◆ Document extract:
Study: ChatGPT Both Helpful and ‘Junk Food’ for Workers

ChatGPT

Is ChatGPT a help or a hindrance for white-collar workers?

A new Harvard Business School study suggests it might be a bit of both.

The study, the subject of a Thursday (Dec. 28) New York Times (NYT) article, examined how ChatGPT — the artificial intelligence (AI) tool from OpenAI — affected more than 750 business consultants and found “sharply mixed” results in their work product.

According to the NYT, the research found that ChatGPT improved the speed and quality of work for brainstorming, but distracted them during more analytical tasks.

In addition, the study describes a mix of reactions among workers to ChatGPT. One likened it to the Greek myth of Prometheus stealing fire from the gods. Another compared ChatGPT to junk food: easy and enjoyable to consume, but ultimately bad for you.

“It’s a well-designed study, particularly in a nascent area like this,” Maryam Alavi, a professor at the Scheller College of Business at the Georgia Institute of Technology, told the NYT.

Alavi, who has examined the effect of new digital technology on workers and businesses, added that the study “really points out how much more we need to learn.”

Among the tasks involved in the study was brainstorming and creating a business plan for a new type of shoe, writing about it persuasively. The study found that consultants who used ChatGPT produced work that was rated more highly by independent evaluators.

But with tasks requiring reasoning based on evidence, ChatGPT wasn’t helpful. When workers were asked to interpret spreadsheet data and relate it to mock interviews with executives at a fictional company, the consultants who weren’t helped by the AI scored the highest.

◆ Data provided:
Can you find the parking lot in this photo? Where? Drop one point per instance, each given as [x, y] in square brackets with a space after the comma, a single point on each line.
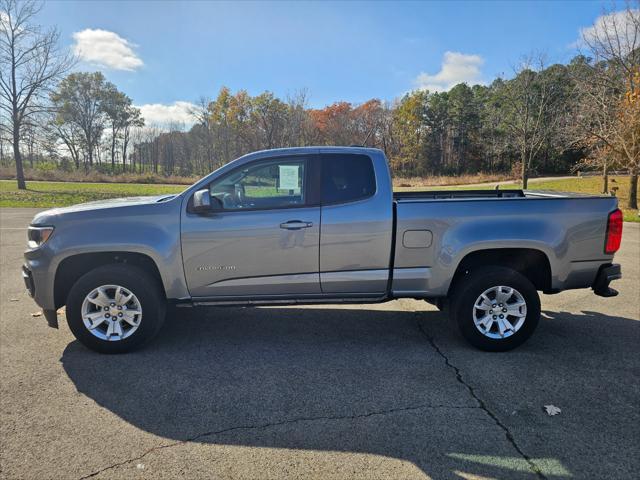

◆ Tasks for this exercise:
a: Translate this sentence from the article on ChatGPT and workers into Spanish: "The study found that consultants who used ChatGPT produced work that was rated more highly by independent evaluators."
b: Write out the passage of the article on ChatGPT and workers starting at "A new Harvard Business" and ending at "more analytical tasks.".

◆ Results for each task:
a: El estudio encontró que los consultores que usaron ChatGPT produjeron un trabajo que fue calificado más alto por evaluadores independientes.

b:
A new Harvard Business School study suggests it might be a bit of both.

The study, the subject of a Thursday (Dec. 28) New York Times (NYT) article, examined how ChatGPT — the artificial intelligence (AI) tool from OpenAI — affected more than 750 business consultants and found “sharply mixed” results in their work product.

According to the NYT, the research found that ChatGPT improved the speed and quality of work for brainstorming, but distracted them during more analytical tasks.